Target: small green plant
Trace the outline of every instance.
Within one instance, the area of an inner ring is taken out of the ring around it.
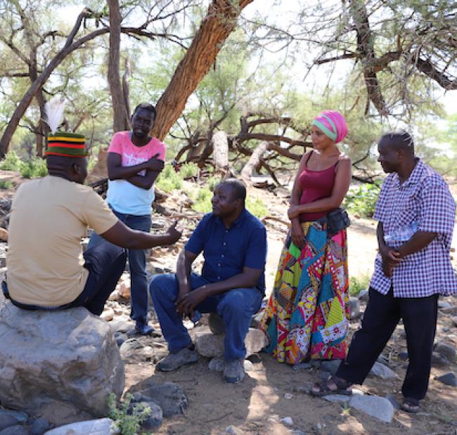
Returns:
[[[373,184],[362,184],[352,188],[346,195],[345,207],[349,212],[363,217],[372,217],[380,191],[380,181],[376,181]]]
[[[0,180],[0,189],[8,190],[11,188],[13,183],[9,180]]]
[[[370,277],[368,275],[363,276],[352,276],[349,278],[349,296],[357,296],[361,290],[368,288]]]
[[[150,414],[150,408],[144,404],[131,406],[132,398],[131,394],[127,394],[121,407],[117,408],[115,395],[111,393],[108,396],[108,417],[114,420],[115,425],[121,435],[136,435],[141,423]]]
[[[198,175],[198,165],[196,163],[190,162],[189,163],[185,163],[181,167],[179,173],[181,174],[181,176],[186,180],[197,176]]]
[[[183,179],[171,164],[166,164],[157,177],[155,186],[164,192],[172,192],[182,188]]]
[[[5,160],[0,163],[0,169],[4,171],[18,171],[20,168],[21,162],[19,156],[15,151],[10,151]]]

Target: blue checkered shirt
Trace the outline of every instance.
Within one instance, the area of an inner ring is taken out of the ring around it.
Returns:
------------------------------
Stated problem =
Format all the entries above as a JSON list of strings, with one string per line and blank lines left out. Omit the picture.

Exercise solution =
[
  "Target: small green plant",
  "Trace the outline of every instance.",
  "Within one instance, the area of an inner ring is taken out of the ring around it.",
  "Returns:",
  "[[[373,184],[362,184],[352,188],[346,195],[345,207],[349,212],[363,217],[372,217],[380,191],[380,181],[376,181]]]",
  "[[[0,180],[0,189],[8,190],[11,188],[13,183],[9,180]]]",
  "[[[370,277],[368,275],[363,276],[352,276],[349,278],[349,296],[357,296],[361,290],[368,288]]]",
  "[[[150,414],[150,408],[144,404],[131,406],[132,398],[131,394],[127,394],[121,407],[117,408],[115,395],[111,393],[108,396],[108,417],[114,420],[115,425],[121,435],[136,435],[141,423]]]",
  "[[[198,175],[198,165],[196,163],[190,162],[189,163],[185,163],[181,167],[179,173],[181,174],[181,176],[186,180],[197,176]]]",
  "[[[183,179],[171,164],[166,164],[157,177],[155,186],[164,192],[172,192],[182,188]]]",
  "[[[5,160],[0,163],[0,169],[4,171],[18,171],[20,168],[21,162],[19,156],[15,151],[10,151]]]",
  "Target: blue checkered shirt",
  "Trace the outline of every instance.",
  "Within one instance, the area of an inner ring is taken out of the ring around it.",
  "Returns:"
]